* **Brief**:
Reproduce everything in the piece on tizita and cancer from "The loss of" down to "our psychosocial wellbeing.", word for word.

* **Selected passage**:
Tizita is an Amharic word that means a bittersweet remembrance and longing for a time, person, or thing gone by. Cancer survivors will know this feeling well.

When I was first diagnosed with cancer, I was in a real tizz. I was all over the shop.

Then years later and I was told I had cancer again, I found myself in a complete Tiswas.

On both occasions, I mourned for myself. I mourned for others and just longed to reverse the situation I was in and be in the moment of happier times.

Tizita is therefore a word that is well-matched to the cancer experience. It’s the equivalent of the cancer blues.

To mourn a time gone by is a normal part of human life but with a serious illness, these memories and a longing to be back in healthier and happier times is a nostalgic trip fraught with difficulties.

The loss of your previous life ‘Before Cancer’ (BC) hits home really hard because you know you can’t ever get that back. This journey of introspection is to be expected and self-grieving can be healing.

Remembering what was can still be a positive experience but to dwell on the past for too long isn’t healthy because it can drag you down and keep you there. To keep thinking about life BC is adding salt to the wound.

We have to move beyond this melancholic reminiscence or we become a prisoner to it. We need instead to acknowledge the certainty of change and impermanence and embrace resilience or risk our psychosocial wellbeing.

Life puts us in a position that tears us apart, if we allow it. We can’t deny ourselves the memories of who we once were but we can’t destroy ourselves either by self-grieving.

Some of us might go through the so-called ‘five stages of grief’ when it comes to mourning our old self but then again, you might find that you don’t! This overly-simplistic model of grief has no scientific foundation and who is to say that people grieve in stages?

Many cancer patients adjust to their ‘loss’ in their own way and not through stages. Some don’t.

The Venn diagram intersection of autobiographical memories, loss and longing is part of the healing process and the inevitable shift in identity. You will always miss the ‘old me’ but you mustn’t neglect the ‘new me’ either as who you are now deserves to be loved and protected.

[Saved data entries]

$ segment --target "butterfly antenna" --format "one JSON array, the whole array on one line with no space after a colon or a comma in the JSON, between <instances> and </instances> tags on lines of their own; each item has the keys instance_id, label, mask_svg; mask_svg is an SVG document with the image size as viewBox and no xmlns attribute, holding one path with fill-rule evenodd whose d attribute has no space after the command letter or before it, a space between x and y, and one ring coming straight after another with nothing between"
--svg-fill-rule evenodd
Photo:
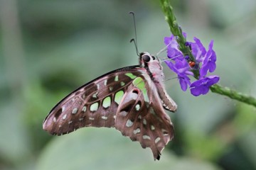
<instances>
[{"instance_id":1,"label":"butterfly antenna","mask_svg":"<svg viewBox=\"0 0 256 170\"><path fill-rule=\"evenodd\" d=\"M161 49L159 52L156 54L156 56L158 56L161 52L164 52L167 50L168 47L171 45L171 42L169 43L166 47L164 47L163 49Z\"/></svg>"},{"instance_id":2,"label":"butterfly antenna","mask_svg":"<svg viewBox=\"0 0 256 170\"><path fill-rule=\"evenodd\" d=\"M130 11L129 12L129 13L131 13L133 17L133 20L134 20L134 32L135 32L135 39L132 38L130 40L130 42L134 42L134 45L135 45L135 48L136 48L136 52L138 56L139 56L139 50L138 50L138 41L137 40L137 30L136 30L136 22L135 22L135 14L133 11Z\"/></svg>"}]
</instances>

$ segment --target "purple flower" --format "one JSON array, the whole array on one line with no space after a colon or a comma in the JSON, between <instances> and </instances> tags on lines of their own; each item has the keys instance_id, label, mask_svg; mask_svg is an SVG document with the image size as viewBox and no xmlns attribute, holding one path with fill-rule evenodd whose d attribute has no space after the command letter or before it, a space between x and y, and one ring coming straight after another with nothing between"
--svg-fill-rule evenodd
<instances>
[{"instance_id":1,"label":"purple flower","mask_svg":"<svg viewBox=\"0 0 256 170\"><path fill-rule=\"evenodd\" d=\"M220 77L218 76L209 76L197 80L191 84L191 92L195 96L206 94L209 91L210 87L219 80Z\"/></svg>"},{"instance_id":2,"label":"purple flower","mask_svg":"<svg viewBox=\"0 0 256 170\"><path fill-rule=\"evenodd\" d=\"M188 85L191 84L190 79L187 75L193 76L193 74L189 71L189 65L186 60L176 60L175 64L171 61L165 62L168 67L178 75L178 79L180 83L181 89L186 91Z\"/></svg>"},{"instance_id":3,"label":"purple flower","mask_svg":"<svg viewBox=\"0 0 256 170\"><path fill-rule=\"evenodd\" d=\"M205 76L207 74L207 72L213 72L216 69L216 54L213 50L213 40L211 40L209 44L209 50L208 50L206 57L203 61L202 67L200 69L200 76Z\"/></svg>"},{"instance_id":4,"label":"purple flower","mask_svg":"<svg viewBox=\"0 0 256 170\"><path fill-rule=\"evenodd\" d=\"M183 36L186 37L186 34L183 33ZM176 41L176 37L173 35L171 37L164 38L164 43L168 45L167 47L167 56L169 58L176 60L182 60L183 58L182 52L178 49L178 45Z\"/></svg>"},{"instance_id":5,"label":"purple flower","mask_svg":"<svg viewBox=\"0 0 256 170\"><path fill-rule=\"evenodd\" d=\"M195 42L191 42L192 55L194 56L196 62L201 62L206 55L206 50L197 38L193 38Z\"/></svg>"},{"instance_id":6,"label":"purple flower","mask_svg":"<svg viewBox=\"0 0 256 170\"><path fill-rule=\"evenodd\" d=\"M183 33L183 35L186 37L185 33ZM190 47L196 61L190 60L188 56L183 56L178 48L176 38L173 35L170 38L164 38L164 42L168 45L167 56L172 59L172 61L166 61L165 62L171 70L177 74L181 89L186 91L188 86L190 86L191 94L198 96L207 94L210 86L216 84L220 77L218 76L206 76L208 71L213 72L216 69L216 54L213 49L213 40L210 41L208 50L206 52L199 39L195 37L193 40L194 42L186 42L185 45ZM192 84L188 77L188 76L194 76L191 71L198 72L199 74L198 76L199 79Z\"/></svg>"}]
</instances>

* **Answer section**:
The loss of your previous life ‘Before Cancer’ (BC) hits home really hard because you know you can’t ever get that back. This journey of introspection is to be expected and self-grieving can be healing.

Remembering what was can still be a positive experience but to dwell on the past for too long isn’t healthy because it can drag you down and keep you there. To keep thinking about life BC is adding salt to the wound.

We have to move beyond this melancholic reminiscence or we become a prisoner to it. We need instead to acknowledge the certainty of change and impermanence and embrace resilience or risk our psychosocial wellbeing.